--- DATA TO PROCESS ---

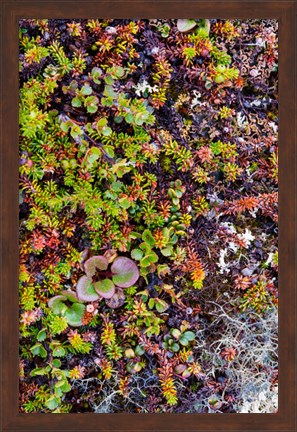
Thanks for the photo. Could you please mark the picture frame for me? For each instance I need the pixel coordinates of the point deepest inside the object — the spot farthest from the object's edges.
(285, 13)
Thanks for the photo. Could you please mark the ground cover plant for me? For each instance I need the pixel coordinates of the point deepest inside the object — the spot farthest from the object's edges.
(148, 216)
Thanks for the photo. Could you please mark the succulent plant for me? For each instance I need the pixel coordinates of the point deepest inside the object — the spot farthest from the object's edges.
(101, 282)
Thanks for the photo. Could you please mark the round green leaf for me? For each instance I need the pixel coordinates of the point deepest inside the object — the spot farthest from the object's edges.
(185, 25)
(52, 402)
(136, 254)
(184, 341)
(71, 295)
(161, 306)
(75, 313)
(148, 238)
(76, 102)
(95, 263)
(174, 347)
(117, 300)
(189, 335)
(139, 350)
(85, 290)
(105, 288)
(125, 272)
(57, 305)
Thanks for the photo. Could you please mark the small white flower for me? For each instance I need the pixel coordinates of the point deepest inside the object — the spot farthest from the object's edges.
(247, 237)
(241, 121)
(233, 247)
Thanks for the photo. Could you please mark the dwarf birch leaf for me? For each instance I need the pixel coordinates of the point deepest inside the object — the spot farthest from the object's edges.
(117, 300)
(71, 295)
(161, 306)
(57, 305)
(95, 263)
(75, 313)
(185, 25)
(125, 272)
(85, 290)
(105, 288)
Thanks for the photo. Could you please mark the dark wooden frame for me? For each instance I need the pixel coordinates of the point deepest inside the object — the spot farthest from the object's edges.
(12, 11)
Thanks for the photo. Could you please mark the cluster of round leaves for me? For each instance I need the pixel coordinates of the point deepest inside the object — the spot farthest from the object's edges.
(99, 282)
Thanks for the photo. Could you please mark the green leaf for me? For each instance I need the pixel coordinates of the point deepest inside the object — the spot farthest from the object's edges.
(97, 262)
(125, 203)
(105, 288)
(185, 25)
(109, 79)
(151, 303)
(190, 336)
(41, 335)
(75, 313)
(106, 131)
(71, 295)
(139, 350)
(174, 347)
(118, 71)
(57, 305)
(109, 151)
(145, 261)
(38, 350)
(184, 341)
(148, 238)
(76, 102)
(136, 254)
(86, 90)
(109, 92)
(101, 123)
(85, 290)
(166, 251)
(161, 306)
(59, 351)
(129, 118)
(39, 371)
(125, 272)
(52, 402)
(91, 103)
(153, 257)
(56, 363)
(175, 333)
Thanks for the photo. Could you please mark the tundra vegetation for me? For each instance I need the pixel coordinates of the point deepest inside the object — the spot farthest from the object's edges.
(148, 216)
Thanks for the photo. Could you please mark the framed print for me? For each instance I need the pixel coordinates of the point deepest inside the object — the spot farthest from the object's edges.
(148, 192)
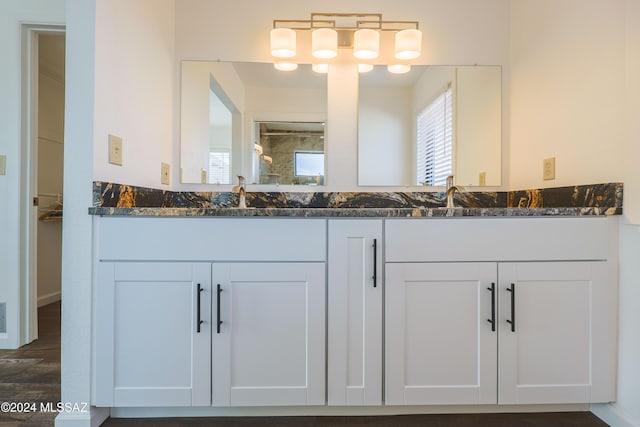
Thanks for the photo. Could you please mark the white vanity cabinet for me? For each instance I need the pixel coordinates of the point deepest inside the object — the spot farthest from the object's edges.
(440, 346)
(165, 336)
(269, 334)
(153, 334)
(555, 322)
(354, 335)
(557, 332)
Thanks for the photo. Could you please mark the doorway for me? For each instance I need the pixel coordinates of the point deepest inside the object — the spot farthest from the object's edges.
(43, 163)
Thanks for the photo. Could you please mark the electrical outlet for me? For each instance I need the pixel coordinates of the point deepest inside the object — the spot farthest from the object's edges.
(3, 317)
(549, 168)
(115, 150)
(165, 173)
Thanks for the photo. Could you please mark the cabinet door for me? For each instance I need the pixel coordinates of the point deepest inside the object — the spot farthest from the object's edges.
(269, 334)
(439, 344)
(551, 330)
(355, 312)
(150, 349)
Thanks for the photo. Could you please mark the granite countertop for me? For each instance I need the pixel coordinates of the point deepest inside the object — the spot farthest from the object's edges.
(111, 199)
(353, 212)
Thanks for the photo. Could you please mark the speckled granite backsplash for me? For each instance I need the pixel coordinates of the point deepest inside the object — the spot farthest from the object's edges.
(126, 196)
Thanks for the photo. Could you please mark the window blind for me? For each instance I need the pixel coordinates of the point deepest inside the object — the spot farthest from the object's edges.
(219, 167)
(435, 141)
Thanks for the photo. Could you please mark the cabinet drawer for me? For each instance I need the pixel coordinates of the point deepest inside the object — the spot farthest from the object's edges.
(504, 239)
(206, 239)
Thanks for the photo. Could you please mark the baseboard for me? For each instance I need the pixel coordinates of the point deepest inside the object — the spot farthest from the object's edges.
(49, 298)
(91, 418)
(208, 411)
(611, 415)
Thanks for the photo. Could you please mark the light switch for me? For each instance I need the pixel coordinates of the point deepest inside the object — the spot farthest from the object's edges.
(115, 150)
(165, 173)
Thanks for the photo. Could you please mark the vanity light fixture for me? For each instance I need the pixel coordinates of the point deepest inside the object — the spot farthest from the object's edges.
(358, 31)
(398, 68)
(365, 68)
(285, 66)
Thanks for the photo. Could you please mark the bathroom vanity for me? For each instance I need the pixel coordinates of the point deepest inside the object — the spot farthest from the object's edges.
(369, 310)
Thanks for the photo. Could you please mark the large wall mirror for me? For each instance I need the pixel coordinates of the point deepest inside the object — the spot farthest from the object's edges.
(249, 119)
(417, 128)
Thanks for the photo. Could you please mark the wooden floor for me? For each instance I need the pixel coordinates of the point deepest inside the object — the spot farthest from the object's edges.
(32, 374)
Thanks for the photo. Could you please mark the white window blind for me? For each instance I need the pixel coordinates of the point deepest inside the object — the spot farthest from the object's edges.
(219, 167)
(435, 141)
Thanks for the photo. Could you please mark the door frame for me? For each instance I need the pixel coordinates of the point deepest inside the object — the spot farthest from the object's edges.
(28, 295)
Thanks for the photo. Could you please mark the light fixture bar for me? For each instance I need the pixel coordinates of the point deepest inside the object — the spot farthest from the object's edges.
(358, 31)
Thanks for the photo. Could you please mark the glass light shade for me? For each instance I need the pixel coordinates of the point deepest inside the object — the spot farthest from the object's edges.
(398, 68)
(320, 68)
(408, 44)
(283, 43)
(285, 66)
(324, 43)
(366, 43)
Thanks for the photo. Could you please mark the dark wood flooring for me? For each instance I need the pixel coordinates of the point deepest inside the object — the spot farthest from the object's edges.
(572, 419)
(32, 374)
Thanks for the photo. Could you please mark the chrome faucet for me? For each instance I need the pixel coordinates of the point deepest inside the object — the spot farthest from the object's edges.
(450, 192)
(242, 193)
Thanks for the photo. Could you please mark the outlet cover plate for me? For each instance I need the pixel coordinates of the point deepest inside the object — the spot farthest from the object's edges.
(549, 168)
(165, 173)
(115, 150)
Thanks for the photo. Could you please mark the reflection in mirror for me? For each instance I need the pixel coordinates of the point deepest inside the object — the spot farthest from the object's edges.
(290, 153)
(418, 128)
(231, 118)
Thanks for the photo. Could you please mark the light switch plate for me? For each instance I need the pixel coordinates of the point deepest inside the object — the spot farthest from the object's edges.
(549, 168)
(165, 173)
(115, 150)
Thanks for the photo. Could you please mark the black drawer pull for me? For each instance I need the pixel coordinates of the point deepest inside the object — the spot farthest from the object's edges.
(199, 320)
(512, 321)
(375, 263)
(218, 321)
(493, 307)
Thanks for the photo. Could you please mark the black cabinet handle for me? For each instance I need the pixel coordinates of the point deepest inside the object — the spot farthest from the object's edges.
(199, 321)
(512, 321)
(218, 321)
(492, 289)
(375, 263)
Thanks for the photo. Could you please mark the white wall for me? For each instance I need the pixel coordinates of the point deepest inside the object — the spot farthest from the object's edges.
(576, 95)
(134, 89)
(567, 74)
(628, 403)
(13, 13)
(385, 132)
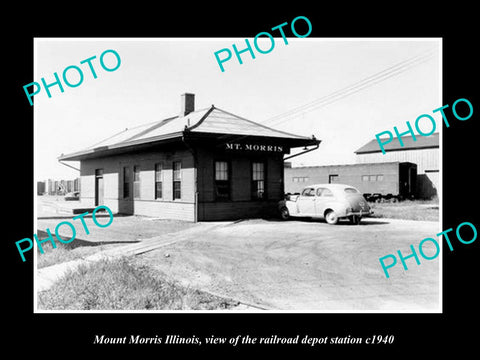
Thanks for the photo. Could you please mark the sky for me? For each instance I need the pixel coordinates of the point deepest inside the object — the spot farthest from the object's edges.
(154, 73)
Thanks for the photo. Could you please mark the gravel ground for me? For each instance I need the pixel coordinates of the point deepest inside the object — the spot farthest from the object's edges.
(307, 265)
(304, 265)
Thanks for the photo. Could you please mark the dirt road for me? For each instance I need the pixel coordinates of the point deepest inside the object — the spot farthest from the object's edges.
(307, 265)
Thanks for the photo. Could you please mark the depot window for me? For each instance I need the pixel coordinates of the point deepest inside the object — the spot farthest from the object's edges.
(258, 181)
(177, 180)
(222, 180)
(136, 182)
(158, 181)
(126, 182)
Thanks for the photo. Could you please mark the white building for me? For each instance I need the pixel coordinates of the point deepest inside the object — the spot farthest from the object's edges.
(424, 151)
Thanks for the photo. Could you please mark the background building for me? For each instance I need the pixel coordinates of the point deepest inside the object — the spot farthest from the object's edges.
(408, 171)
(424, 152)
(203, 164)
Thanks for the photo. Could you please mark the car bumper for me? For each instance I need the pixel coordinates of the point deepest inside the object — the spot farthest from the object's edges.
(359, 213)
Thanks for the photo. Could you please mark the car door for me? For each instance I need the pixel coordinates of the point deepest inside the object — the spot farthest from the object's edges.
(324, 197)
(306, 202)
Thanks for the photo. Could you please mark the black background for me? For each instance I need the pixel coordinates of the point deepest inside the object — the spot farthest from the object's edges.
(62, 335)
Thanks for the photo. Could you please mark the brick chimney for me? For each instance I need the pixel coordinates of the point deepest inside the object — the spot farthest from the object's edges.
(187, 103)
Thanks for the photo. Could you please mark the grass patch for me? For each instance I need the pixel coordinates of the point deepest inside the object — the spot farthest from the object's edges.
(76, 249)
(120, 284)
(426, 210)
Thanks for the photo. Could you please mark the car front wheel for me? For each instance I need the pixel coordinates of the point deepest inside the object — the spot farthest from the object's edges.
(355, 219)
(331, 217)
(284, 214)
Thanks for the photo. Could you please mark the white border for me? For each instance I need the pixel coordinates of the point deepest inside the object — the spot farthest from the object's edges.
(35, 143)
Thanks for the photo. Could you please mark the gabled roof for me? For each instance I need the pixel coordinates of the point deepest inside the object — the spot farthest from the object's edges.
(422, 142)
(205, 121)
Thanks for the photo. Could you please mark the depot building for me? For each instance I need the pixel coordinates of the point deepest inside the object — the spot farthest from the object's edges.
(200, 165)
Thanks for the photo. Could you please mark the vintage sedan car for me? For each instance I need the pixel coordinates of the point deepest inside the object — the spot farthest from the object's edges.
(72, 196)
(328, 201)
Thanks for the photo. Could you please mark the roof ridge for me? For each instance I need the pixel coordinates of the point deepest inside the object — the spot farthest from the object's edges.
(261, 125)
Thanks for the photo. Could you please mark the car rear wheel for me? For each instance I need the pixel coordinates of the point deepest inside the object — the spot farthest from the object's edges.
(331, 217)
(284, 214)
(355, 219)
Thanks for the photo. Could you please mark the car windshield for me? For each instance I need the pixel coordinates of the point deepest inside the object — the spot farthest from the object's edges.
(308, 192)
(351, 191)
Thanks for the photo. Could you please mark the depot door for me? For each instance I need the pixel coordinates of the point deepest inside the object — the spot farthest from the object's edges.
(306, 202)
(98, 187)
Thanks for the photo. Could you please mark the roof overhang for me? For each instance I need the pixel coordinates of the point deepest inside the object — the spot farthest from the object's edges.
(190, 136)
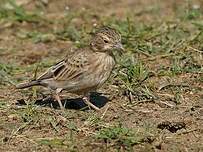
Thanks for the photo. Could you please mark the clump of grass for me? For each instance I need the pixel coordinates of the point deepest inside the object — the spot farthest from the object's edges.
(118, 136)
(132, 76)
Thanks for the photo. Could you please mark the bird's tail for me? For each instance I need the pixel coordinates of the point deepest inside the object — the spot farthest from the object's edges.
(27, 84)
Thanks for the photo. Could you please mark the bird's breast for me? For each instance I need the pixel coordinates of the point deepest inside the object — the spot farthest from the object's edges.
(103, 67)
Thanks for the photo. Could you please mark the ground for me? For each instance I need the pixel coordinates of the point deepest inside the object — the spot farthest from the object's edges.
(153, 100)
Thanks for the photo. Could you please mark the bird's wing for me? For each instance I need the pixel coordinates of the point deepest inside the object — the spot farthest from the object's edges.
(52, 71)
(68, 69)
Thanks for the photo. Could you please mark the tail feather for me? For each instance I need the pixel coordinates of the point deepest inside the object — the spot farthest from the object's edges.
(27, 84)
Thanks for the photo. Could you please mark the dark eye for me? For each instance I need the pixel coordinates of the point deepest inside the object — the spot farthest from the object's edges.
(105, 41)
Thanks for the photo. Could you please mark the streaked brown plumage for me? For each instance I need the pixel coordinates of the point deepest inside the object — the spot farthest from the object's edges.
(83, 71)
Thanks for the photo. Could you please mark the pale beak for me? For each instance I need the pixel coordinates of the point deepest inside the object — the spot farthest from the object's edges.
(119, 46)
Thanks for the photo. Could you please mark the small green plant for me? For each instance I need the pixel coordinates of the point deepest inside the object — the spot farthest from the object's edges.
(119, 136)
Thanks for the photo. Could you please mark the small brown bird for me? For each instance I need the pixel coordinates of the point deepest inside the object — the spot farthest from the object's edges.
(83, 71)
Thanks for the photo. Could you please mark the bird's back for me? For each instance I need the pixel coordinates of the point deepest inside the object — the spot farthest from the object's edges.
(82, 72)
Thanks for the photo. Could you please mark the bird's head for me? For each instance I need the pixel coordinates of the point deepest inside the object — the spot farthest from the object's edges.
(106, 39)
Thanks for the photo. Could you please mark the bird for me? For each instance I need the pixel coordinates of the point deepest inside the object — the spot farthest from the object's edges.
(83, 71)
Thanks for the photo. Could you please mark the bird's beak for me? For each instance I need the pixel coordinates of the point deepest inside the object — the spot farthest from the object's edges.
(119, 46)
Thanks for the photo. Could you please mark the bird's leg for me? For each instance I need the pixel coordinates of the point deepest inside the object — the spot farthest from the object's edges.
(58, 98)
(86, 99)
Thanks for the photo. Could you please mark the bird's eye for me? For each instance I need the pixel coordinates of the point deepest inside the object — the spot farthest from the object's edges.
(105, 41)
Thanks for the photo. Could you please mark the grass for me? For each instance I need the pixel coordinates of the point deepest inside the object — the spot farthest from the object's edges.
(158, 78)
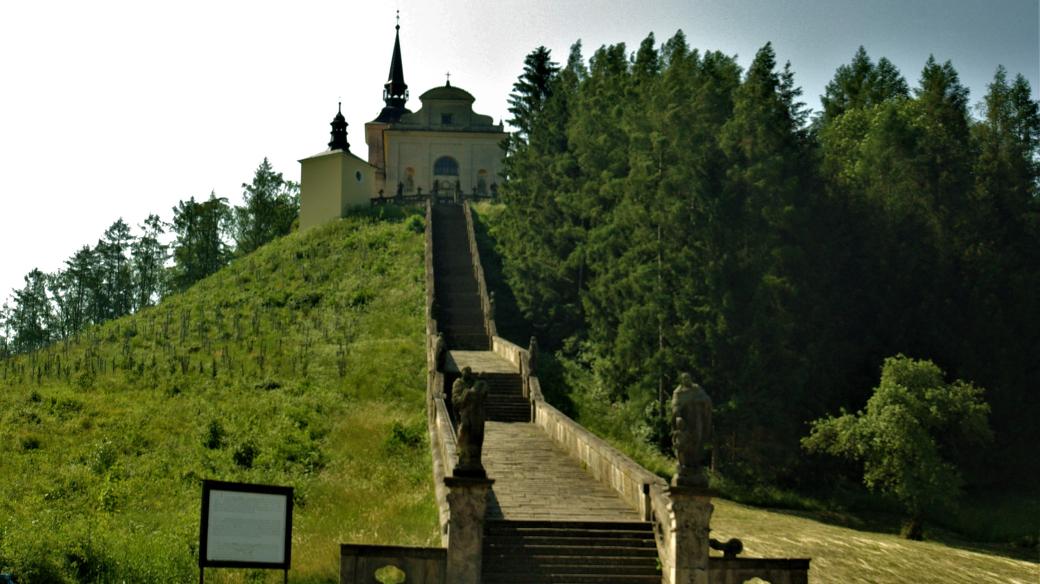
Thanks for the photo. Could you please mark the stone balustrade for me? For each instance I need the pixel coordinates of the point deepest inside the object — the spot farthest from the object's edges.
(363, 564)
(474, 253)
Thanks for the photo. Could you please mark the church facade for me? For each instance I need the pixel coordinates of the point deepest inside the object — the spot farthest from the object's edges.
(443, 147)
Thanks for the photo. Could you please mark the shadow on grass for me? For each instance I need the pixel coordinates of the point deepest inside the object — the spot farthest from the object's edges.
(890, 523)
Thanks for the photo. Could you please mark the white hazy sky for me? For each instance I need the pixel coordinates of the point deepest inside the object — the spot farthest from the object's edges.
(122, 108)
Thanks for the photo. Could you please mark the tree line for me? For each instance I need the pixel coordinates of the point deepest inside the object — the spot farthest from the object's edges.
(125, 272)
(668, 211)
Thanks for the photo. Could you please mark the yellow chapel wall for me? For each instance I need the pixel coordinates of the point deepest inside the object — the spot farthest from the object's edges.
(419, 150)
(332, 183)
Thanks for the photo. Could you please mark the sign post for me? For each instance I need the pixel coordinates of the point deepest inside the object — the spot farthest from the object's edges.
(244, 526)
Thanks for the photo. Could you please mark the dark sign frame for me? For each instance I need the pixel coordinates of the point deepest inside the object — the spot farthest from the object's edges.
(210, 485)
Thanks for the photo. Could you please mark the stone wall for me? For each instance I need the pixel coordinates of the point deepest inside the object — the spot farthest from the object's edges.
(359, 564)
(737, 571)
(474, 253)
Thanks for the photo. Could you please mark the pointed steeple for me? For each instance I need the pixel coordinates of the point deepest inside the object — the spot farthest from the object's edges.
(339, 131)
(394, 90)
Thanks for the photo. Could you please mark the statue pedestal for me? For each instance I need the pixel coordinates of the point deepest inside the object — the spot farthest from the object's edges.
(690, 511)
(467, 503)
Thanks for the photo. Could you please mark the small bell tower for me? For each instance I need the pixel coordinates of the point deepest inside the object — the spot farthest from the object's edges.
(339, 131)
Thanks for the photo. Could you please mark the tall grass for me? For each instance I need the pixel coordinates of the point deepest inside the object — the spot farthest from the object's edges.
(297, 365)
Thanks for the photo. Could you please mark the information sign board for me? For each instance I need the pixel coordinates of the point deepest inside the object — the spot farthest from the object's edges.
(245, 526)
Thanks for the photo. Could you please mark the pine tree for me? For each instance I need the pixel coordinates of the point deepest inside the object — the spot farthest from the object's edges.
(31, 318)
(200, 247)
(271, 206)
(149, 257)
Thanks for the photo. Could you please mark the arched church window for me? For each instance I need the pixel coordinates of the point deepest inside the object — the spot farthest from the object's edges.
(446, 165)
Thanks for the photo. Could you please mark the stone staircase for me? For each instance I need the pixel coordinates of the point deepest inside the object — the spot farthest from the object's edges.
(548, 521)
(536, 552)
(505, 401)
(459, 314)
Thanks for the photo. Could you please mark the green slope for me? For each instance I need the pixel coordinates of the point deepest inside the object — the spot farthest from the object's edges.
(300, 365)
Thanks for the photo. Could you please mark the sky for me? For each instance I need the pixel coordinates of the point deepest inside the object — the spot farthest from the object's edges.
(114, 109)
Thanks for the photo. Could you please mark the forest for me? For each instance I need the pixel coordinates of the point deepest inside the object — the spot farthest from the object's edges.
(667, 211)
(124, 272)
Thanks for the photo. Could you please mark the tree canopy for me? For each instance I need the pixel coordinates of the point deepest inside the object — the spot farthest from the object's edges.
(909, 435)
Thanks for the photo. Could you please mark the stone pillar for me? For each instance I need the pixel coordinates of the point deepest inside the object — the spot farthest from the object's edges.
(467, 502)
(690, 511)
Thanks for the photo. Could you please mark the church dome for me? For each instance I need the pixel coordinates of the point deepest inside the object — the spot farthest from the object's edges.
(447, 93)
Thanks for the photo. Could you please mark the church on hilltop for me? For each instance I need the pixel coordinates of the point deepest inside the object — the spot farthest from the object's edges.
(444, 147)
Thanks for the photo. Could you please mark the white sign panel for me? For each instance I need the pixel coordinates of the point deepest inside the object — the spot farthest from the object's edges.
(247, 527)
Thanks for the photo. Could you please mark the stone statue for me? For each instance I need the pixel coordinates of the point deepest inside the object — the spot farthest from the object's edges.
(729, 549)
(533, 355)
(468, 395)
(691, 429)
(440, 351)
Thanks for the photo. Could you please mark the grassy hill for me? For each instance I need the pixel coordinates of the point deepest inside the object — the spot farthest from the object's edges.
(846, 546)
(299, 365)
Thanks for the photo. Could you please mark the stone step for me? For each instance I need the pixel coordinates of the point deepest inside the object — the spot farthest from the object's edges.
(468, 342)
(598, 528)
(508, 578)
(537, 552)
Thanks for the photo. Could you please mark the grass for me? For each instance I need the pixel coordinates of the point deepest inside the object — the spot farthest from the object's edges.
(851, 535)
(299, 365)
(847, 554)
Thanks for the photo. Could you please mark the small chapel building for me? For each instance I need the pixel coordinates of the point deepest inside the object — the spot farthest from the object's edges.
(444, 147)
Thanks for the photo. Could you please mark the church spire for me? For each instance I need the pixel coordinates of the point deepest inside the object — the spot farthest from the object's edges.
(339, 131)
(395, 90)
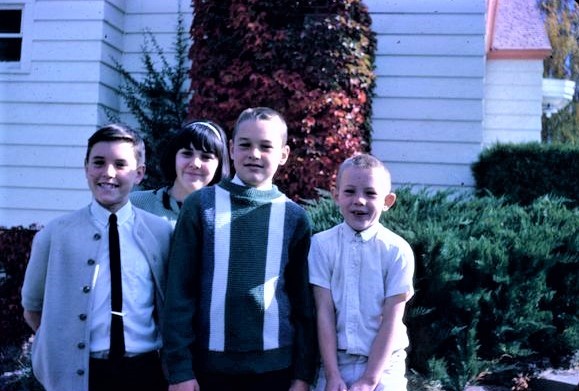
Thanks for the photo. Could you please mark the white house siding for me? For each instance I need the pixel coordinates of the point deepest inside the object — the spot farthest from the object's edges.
(513, 99)
(50, 108)
(428, 109)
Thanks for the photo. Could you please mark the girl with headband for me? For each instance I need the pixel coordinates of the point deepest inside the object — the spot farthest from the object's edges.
(196, 157)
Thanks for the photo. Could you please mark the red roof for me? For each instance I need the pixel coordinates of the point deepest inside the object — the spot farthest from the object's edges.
(516, 30)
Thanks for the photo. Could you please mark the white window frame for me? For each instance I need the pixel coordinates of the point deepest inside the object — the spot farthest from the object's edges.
(22, 66)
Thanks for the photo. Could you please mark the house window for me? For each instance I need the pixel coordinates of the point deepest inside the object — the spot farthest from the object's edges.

---

Extract exactly the lines from the one containing "Thanks for the photo. Could you please mark the small chapel" through the last line of the records above, both included, and leave out the pictures.

Thanks for the photo. Could you please mark the small chapel building for me? For each instance I need the pixel coordinates of the point deepest inside the object — the spot farthest from the object's edges.
(444, 147)
Thanks for the photo. Could you please mark the church spire for me? For each instance I need the pixel coordinates of the point deepest inside the object — the spot farthest from the object's edges.
(339, 131)
(395, 90)
Thanks for the photo. Could you please mark the white house siding for me? For each instance I need the pixel coordinates of the point deepest inside the object — the spot farthest from the object's edges.
(513, 99)
(50, 108)
(428, 109)
Thanks for the photo. Could you please mark the girl with headband for me? For each instance I need the pixel coordinates of the point deepest inside the object — the spot farthest from the object's edges.
(196, 157)
Thanks for the photo. Could you please mark the red roof for me? For each instance I need the pixel coordinates of the point deepest inside the object — the spot farthest from the object's edges.
(516, 30)
Thanks for the photo. Could you please mark the white window frame for me? For each instance I need the pixel coordinates of the point deepest inside the object — the spot farthest from the object's edges.
(22, 66)
Thanks for the photo. Could you please mark the house window for me? For each instance I need the pixel coordinates of the point deepest inside the object — the spot farthest from the object's edges.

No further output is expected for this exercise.